Object point labels:
%%
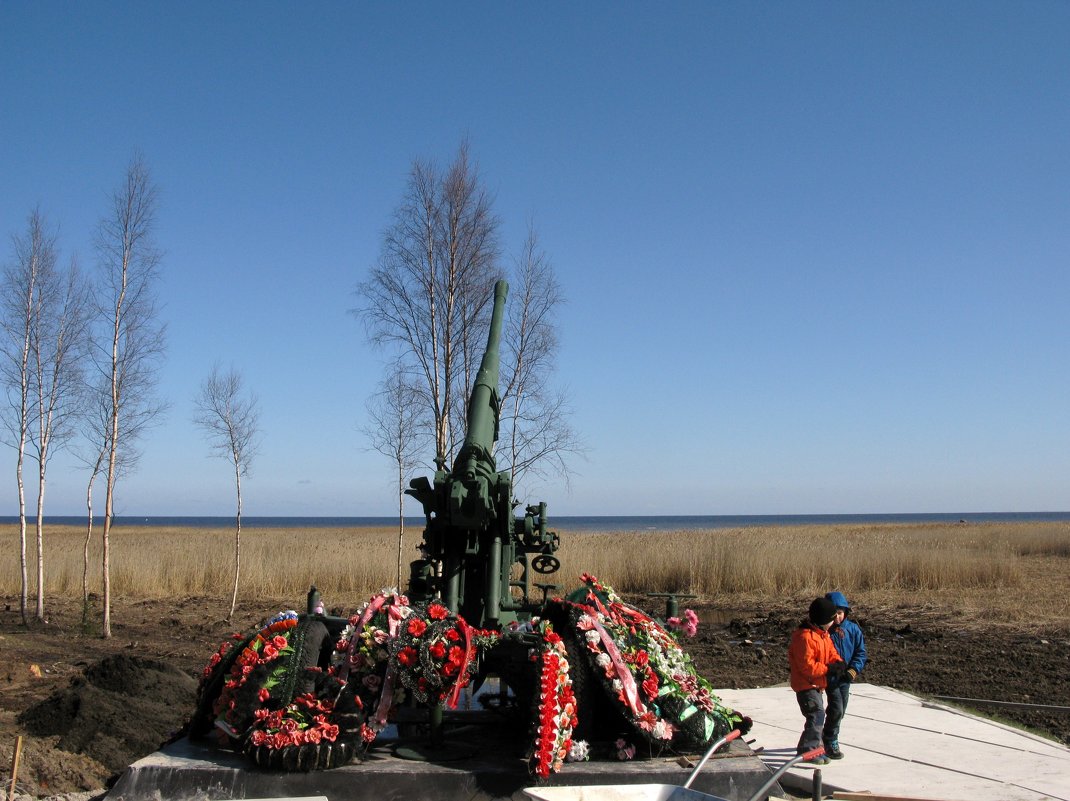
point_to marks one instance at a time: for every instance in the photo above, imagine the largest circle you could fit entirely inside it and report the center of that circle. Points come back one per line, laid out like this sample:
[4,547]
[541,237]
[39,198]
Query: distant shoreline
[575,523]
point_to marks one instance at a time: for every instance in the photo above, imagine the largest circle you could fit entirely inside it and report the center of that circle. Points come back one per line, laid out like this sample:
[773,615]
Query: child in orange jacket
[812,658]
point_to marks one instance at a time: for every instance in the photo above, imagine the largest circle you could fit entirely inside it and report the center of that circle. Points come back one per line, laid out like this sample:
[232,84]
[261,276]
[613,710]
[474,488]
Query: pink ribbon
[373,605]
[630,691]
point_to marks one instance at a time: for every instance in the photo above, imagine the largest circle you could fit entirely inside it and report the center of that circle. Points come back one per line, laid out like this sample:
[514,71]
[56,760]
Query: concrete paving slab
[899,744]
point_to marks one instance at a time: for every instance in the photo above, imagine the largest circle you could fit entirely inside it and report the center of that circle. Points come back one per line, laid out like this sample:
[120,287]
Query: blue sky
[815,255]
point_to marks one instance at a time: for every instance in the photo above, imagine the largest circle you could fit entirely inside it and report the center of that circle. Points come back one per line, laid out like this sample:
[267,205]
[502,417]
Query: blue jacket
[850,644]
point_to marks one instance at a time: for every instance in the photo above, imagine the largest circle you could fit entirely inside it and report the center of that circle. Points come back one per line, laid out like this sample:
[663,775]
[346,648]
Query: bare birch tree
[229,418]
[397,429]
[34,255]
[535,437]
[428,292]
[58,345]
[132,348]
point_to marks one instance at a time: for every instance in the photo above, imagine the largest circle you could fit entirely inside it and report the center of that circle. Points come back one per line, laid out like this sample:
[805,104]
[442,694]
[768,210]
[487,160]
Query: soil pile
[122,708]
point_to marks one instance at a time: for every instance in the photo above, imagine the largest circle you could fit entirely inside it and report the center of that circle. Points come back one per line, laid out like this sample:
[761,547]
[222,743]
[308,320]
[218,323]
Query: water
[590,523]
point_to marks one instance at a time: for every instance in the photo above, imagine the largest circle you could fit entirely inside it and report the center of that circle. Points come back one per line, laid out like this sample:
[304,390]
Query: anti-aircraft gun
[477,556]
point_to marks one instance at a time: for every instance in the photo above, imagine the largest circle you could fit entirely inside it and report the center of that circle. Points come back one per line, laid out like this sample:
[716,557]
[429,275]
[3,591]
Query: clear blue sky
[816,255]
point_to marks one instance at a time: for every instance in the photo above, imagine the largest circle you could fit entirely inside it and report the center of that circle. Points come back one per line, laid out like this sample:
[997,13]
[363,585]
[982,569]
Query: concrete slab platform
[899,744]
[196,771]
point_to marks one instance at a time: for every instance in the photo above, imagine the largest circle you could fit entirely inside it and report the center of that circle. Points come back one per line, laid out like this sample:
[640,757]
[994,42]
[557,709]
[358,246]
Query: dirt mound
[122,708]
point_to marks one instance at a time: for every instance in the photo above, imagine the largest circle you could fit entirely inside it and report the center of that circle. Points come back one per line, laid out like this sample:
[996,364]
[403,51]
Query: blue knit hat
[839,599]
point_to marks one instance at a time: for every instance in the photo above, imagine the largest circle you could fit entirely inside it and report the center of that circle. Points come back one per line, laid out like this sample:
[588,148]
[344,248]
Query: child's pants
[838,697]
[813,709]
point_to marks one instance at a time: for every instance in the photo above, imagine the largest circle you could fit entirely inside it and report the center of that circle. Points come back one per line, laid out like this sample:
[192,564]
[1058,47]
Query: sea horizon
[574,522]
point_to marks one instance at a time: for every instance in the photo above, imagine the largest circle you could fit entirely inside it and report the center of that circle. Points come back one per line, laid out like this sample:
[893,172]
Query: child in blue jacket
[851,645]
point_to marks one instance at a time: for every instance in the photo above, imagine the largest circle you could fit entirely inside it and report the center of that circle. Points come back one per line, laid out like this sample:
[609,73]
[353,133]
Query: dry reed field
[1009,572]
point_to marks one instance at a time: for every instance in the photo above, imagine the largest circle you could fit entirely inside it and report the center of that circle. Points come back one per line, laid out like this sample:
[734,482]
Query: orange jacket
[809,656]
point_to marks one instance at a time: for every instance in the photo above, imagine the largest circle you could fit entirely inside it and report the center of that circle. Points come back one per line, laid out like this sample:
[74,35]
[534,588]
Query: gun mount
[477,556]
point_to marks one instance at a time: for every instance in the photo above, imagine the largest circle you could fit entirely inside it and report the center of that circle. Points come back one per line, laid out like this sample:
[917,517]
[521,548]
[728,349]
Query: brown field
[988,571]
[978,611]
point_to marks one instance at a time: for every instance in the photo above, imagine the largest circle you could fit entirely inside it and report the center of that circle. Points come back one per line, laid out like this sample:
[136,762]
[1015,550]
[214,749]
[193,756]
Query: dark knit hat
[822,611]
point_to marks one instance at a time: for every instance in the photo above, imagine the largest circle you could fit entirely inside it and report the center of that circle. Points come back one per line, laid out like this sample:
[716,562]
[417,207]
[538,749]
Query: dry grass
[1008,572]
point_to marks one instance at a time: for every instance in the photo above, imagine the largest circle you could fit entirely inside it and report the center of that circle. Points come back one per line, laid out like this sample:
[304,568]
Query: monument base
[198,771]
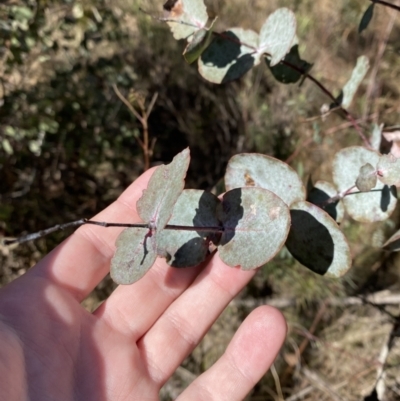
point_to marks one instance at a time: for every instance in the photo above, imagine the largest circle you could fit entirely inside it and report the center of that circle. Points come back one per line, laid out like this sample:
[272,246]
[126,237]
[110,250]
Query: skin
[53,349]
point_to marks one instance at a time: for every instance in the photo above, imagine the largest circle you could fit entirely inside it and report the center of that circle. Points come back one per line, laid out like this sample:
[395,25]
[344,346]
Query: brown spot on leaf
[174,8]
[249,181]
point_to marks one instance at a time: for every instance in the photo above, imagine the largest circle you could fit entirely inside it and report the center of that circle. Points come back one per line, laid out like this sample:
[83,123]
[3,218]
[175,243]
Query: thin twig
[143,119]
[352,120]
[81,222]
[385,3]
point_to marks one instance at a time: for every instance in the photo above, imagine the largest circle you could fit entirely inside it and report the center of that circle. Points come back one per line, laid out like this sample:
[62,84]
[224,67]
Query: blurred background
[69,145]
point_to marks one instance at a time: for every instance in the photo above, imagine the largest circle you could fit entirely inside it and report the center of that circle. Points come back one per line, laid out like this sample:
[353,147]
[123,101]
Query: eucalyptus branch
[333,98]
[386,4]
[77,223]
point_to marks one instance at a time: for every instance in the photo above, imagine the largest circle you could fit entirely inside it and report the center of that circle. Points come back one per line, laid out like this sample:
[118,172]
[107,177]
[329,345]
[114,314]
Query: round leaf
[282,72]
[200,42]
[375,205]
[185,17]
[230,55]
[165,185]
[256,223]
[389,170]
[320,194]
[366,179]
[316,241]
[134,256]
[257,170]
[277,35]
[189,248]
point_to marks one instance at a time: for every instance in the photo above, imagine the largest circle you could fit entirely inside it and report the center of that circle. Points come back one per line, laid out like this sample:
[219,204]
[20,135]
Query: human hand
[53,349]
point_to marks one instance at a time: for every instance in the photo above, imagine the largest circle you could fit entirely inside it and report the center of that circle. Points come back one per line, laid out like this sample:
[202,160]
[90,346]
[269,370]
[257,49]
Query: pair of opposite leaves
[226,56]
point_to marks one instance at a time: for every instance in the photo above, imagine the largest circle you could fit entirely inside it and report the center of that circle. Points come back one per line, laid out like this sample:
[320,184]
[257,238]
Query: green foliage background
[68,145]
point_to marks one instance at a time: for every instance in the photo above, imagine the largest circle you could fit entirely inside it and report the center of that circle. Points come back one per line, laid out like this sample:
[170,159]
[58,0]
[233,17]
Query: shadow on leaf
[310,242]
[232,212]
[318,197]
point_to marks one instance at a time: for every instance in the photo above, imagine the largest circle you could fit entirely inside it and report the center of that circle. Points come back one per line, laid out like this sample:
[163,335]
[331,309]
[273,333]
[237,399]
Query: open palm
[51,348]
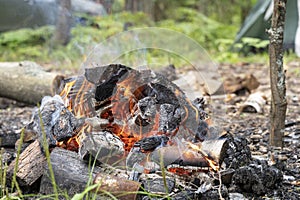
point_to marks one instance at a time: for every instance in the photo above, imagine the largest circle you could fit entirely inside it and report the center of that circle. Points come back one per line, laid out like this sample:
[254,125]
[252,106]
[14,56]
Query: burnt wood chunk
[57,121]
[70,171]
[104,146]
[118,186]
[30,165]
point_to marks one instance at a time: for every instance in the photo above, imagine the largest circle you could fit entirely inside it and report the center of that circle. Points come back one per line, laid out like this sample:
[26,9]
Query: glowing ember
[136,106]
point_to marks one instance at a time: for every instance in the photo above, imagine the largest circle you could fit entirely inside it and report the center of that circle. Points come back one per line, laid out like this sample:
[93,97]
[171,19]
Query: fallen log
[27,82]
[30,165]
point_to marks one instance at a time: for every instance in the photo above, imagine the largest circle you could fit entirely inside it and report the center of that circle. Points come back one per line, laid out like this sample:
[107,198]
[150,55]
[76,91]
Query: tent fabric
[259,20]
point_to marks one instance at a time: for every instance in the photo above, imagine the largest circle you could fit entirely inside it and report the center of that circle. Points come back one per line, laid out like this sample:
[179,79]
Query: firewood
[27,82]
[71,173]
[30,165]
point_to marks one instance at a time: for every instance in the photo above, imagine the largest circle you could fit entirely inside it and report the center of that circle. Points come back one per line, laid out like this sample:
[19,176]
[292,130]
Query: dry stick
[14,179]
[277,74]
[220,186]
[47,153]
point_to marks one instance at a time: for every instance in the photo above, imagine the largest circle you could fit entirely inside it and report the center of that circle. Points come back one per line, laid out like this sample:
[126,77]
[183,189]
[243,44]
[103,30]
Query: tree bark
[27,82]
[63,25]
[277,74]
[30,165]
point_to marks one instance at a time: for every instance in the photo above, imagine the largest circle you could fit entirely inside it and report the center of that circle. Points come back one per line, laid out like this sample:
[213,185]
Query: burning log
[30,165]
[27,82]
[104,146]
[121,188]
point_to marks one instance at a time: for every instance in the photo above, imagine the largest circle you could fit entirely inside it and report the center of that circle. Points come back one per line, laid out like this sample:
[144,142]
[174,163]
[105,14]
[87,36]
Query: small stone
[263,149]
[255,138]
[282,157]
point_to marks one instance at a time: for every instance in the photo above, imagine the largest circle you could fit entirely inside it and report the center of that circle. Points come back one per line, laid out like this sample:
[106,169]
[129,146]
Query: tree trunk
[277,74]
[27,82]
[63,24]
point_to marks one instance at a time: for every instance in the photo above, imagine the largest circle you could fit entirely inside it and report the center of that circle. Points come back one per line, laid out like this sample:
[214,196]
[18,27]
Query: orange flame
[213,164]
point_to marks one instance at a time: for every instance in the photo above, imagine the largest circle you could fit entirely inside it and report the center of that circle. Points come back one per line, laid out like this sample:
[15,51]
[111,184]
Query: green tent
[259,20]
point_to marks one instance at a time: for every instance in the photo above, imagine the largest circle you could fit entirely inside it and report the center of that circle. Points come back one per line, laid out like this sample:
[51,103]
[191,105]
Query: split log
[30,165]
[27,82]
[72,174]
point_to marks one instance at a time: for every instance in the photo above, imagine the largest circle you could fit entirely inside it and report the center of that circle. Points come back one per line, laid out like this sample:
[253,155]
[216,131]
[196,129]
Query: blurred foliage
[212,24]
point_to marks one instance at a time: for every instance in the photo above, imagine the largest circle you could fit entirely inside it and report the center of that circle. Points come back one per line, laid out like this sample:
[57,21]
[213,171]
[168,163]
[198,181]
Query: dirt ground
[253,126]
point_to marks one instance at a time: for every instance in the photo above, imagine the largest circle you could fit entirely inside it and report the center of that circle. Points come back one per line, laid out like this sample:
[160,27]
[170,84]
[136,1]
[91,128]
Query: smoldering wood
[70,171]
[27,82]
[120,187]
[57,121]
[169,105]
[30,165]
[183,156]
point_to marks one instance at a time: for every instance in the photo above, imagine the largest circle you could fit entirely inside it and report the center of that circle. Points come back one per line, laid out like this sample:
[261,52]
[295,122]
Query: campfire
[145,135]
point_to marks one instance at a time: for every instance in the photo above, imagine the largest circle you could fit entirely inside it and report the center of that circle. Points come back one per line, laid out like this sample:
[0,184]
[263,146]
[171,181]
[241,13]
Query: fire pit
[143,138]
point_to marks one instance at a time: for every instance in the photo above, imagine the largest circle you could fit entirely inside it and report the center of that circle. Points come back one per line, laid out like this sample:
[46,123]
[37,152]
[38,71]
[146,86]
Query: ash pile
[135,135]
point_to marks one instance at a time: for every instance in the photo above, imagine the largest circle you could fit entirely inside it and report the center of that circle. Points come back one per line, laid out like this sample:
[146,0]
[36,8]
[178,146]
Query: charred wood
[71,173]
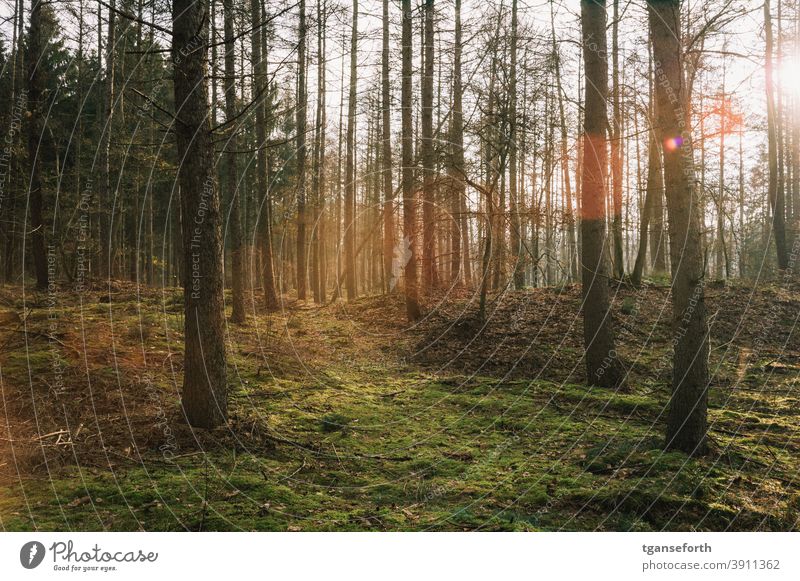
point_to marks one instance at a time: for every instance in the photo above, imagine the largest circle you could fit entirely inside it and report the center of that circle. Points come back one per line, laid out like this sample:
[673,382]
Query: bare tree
%%
Find every line in the records above that contains the string "orange", and copy each of those lines. Case matters.

Final result:
Query: child in orange jacket
Query: orange jacket
Query: orange flame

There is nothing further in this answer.